▶ Given task:
Copy all of the data below line for line, without changing a character, and leave the pictures out of your copy.

▶ Given data:
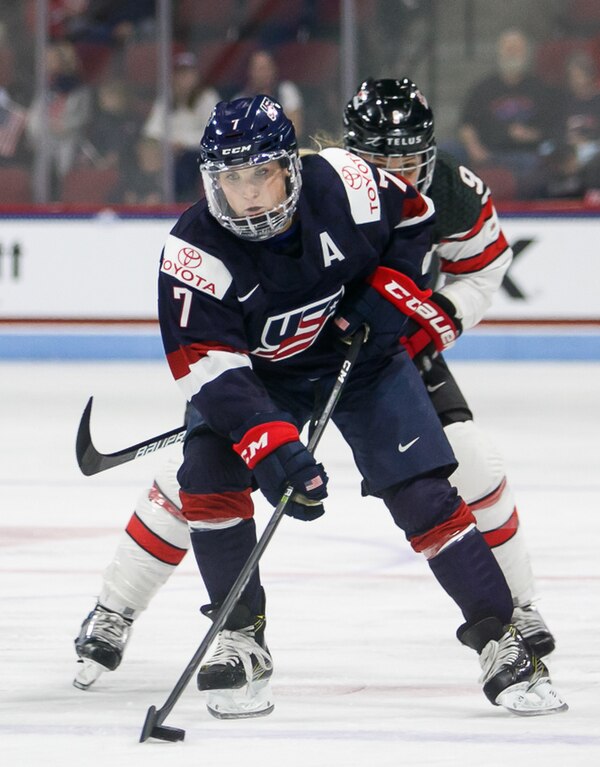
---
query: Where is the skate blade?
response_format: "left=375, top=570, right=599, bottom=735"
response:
left=206, top=679, right=275, bottom=719
left=496, top=679, right=569, bottom=716
left=73, top=658, right=106, bottom=690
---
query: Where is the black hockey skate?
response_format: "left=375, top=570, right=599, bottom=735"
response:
left=512, top=605, right=556, bottom=658
left=458, top=618, right=568, bottom=716
left=73, top=604, right=132, bottom=690
left=197, top=603, right=274, bottom=719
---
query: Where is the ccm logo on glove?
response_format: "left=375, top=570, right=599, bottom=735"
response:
left=233, top=421, right=300, bottom=469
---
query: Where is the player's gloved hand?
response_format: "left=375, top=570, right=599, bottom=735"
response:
left=400, top=293, right=462, bottom=373
left=233, top=421, right=328, bottom=522
left=333, top=267, right=407, bottom=354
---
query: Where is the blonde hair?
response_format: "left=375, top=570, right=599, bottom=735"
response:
left=299, top=131, right=344, bottom=157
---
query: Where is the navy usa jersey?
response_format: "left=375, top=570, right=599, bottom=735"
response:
left=159, top=148, right=433, bottom=437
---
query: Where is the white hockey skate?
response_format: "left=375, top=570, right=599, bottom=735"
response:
left=459, top=618, right=568, bottom=716
left=73, top=604, right=132, bottom=690
left=512, top=604, right=556, bottom=658
left=197, top=604, right=274, bottom=719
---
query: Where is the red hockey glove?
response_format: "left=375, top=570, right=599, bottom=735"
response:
left=334, top=267, right=406, bottom=355
left=400, top=293, right=462, bottom=373
left=233, top=421, right=328, bottom=522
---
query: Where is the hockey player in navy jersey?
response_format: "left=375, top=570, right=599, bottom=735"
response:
left=74, top=96, right=566, bottom=717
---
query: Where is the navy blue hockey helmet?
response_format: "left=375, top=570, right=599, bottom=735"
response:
left=344, top=77, right=436, bottom=192
left=200, top=94, right=302, bottom=240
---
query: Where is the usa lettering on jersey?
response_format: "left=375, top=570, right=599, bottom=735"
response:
left=252, top=288, right=344, bottom=361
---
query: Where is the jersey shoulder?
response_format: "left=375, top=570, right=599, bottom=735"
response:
left=427, top=151, right=489, bottom=242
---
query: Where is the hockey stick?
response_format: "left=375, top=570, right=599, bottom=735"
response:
left=140, top=328, right=365, bottom=743
left=75, top=397, right=186, bottom=477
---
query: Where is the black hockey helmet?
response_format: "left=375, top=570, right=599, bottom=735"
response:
left=200, top=94, right=302, bottom=240
left=344, top=77, right=436, bottom=191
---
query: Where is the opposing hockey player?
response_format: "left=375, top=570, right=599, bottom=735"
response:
left=76, top=96, right=566, bottom=718
left=344, top=78, right=555, bottom=657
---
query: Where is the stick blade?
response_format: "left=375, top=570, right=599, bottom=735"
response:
left=140, top=706, right=185, bottom=743
left=75, top=397, right=99, bottom=477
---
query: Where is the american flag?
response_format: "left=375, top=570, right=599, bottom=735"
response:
left=0, top=102, right=27, bottom=157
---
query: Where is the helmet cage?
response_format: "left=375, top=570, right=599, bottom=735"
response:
left=200, top=149, right=302, bottom=241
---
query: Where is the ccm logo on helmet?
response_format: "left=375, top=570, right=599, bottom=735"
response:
left=386, top=136, right=423, bottom=146
left=221, top=144, right=252, bottom=154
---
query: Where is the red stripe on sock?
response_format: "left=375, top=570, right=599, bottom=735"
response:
left=179, top=488, right=254, bottom=522
left=410, top=501, right=475, bottom=559
left=469, top=477, right=506, bottom=511
left=482, top=508, right=519, bottom=549
left=125, top=514, right=187, bottom=565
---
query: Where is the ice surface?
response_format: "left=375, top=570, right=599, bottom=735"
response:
left=0, top=362, right=600, bottom=767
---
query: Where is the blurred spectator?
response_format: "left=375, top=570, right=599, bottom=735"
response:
left=564, top=51, right=600, bottom=167
left=459, top=29, right=559, bottom=190
left=143, top=52, right=219, bottom=201
left=234, top=50, right=304, bottom=139
left=115, top=136, right=163, bottom=205
left=27, top=40, right=92, bottom=196
left=523, top=144, right=585, bottom=199
left=67, top=0, right=156, bottom=45
left=525, top=51, right=600, bottom=198
left=82, top=80, right=141, bottom=168
left=0, top=87, right=27, bottom=167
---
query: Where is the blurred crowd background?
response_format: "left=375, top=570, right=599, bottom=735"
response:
left=0, top=0, right=600, bottom=210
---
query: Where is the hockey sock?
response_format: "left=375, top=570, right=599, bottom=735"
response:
left=429, top=529, right=513, bottom=624
left=191, top=519, right=262, bottom=614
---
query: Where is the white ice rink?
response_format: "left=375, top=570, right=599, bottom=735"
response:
left=0, top=362, right=600, bottom=767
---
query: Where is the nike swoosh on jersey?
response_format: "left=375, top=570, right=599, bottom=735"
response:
left=427, top=381, right=446, bottom=394
left=398, top=437, right=421, bottom=453
left=238, top=283, right=260, bottom=304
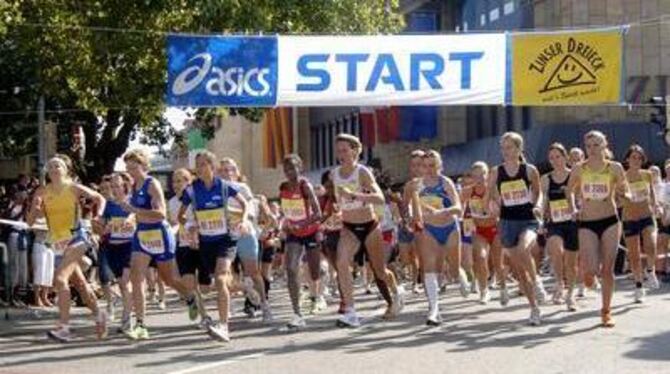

▶ Completed task:
---
query: Where is the skate blade?
response_format: "left=375, top=570, right=599, bottom=735"
response:
left=206, top=679, right=275, bottom=719
left=496, top=679, right=569, bottom=716
left=73, top=658, right=106, bottom=690
---
query: Where is the black hockey skate?
response_format: "left=375, top=570, right=599, bottom=735"
response:
left=512, top=605, right=556, bottom=658
left=458, top=618, right=568, bottom=716
left=73, top=604, right=132, bottom=690
left=197, top=603, right=274, bottom=719
---
query: Where is the ccm logo on glove?
response_format: "left=375, top=570, right=599, bottom=735"
response:
left=233, top=421, right=300, bottom=469
---
query: Where is the player's gloved hand?
response_format: "left=375, top=570, right=599, bottom=735"
response:
left=400, top=293, right=462, bottom=373
left=233, top=421, right=328, bottom=522
left=333, top=267, right=407, bottom=354
---
query: Where is the blonde hair?
response_format: "left=375, top=570, right=599, bottom=735"
response:
left=299, top=131, right=344, bottom=157
---
query: Where is the navy usa jersey?
response_format: "left=375, top=570, right=599, bottom=735"
response:
left=159, top=148, right=433, bottom=437
---
query: Where is the white hockey skate?
response_format: "left=375, top=570, right=599, bottom=735"
response:
left=459, top=618, right=568, bottom=716
left=73, top=604, right=132, bottom=690
left=512, top=604, right=556, bottom=658
left=197, top=604, right=274, bottom=719
---
query: Where is the red hockey glove?
response_format: "left=375, top=570, right=599, bottom=735"
response:
left=334, top=267, right=406, bottom=355
left=400, top=293, right=462, bottom=373
left=233, top=421, right=328, bottom=522
---
query: Where is the hockey player in navy jersey?
response_format: "left=375, top=570, right=599, bottom=735"
response:
left=74, top=96, right=566, bottom=717
---
query: Where is the navy blue hockey helmet?
response_format: "left=375, top=570, right=599, bottom=735"
response:
left=344, top=77, right=436, bottom=192
left=200, top=94, right=302, bottom=240
---
query: Where is the usa lettering on jersey?
response_format: "left=375, top=570, right=599, bottom=735"
response:
left=252, top=288, right=344, bottom=361
---
query: Where is the jersey shoulder?
response_format: "left=375, top=570, right=599, bottom=735"
response:
left=427, top=151, right=489, bottom=242
---
query: Where is the hockey stick?
response_format: "left=375, top=570, right=599, bottom=735"
response:
left=140, top=328, right=365, bottom=743
left=75, top=397, right=186, bottom=477
---
query: Where is the black hockey helmet?
response_format: "left=375, top=570, right=599, bottom=735"
response:
left=200, top=94, right=302, bottom=240
left=344, top=77, right=436, bottom=191
---
query: Where is the opposing hockey player?
response_format: "left=375, top=570, right=599, bottom=735"
response:
left=76, top=96, right=566, bottom=718
left=344, top=78, right=555, bottom=657
---
query: Where is the stick blade?
response_format: "left=375, top=570, right=599, bottom=735"
response:
left=140, top=706, right=185, bottom=743
left=75, top=397, right=99, bottom=477
---
query: Where is the american flag?
response_format: "left=375, top=570, right=599, bottom=735"
response:
left=0, top=102, right=27, bottom=157
---
query: Where is the helmet cage?
response_format: "left=375, top=570, right=599, bottom=735"
response:
left=200, top=149, right=302, bottom=241
---
query: Where is the ccm logo on helmet?
response_format: "left=375, top=570, right=599, bottom=735"
response:
left=386, top=136, right=423, bottom=146
left=221, top=144, right=252, bottom=154
---
query: Where is the red stripe on sock?
response_format: "left=375, top=570, right=599, bottom=735"
response:
left=179, top=488, right=254, bottom=522
left=410, top=501, right=475, bottom=559
left=469, top=477, right=506, bottom=511
left=482, top=508, right=519, bottom=549
left=125, top=514, right=187, bottom=565
---
query: Where is the ice surface?
response_format: "left=375, top=570, right=599, bottom=735"
response:
left=0, top=362, right=600, bottom=767
---
query: Where is the blurred spectator?
response_format: "left=375, top=570, right=599, bottom=735"
response:
left=564, top=51, right=600, bottom=167
left=459, top=29, right=559, bottom=190
left=143, top=52, right=219, bottom=201
left=234, top=50, right=304, bottom=139
left=115, top=136, right=163, bottom=205
left=27, top=40, right=92, bottom=196
left=523, top=144, right=585, bottom=199
left=67, top=0, right=156, bottom=45
left=525, top=51, right=600, bottom=198
left=82, top=80, right=141, bottom=168
left=0, top=87, right=27, bottom=167
---
query: Where is the blurred crowd background?
response_format: "left=375, top=570, right=599, bottom=735"
response:
left=0, top=0, right=600, bottom=210
---
query: Where is the hockey sock?
response_format: "left=375, top=570, right=599, bottom=735"
response:
left=429, top=529, right=513, bottom=624
left=191, top=519, right=262, bottom=614
---
query: Where is the white ice rink?
response_format: "left=375, top=570, right=599, bottom=735"
response:
left=0, top=362, right=600, bottom=767
---
query: Where is the nike swoosh on jersey?
response_format: "left=375, top=570, right=599, bottom=735"
response:
left=427, top=381, right=446, bottom=394
left=398, top=437, right=421, bottom=453
left=238, top=283, right=260, bottom=304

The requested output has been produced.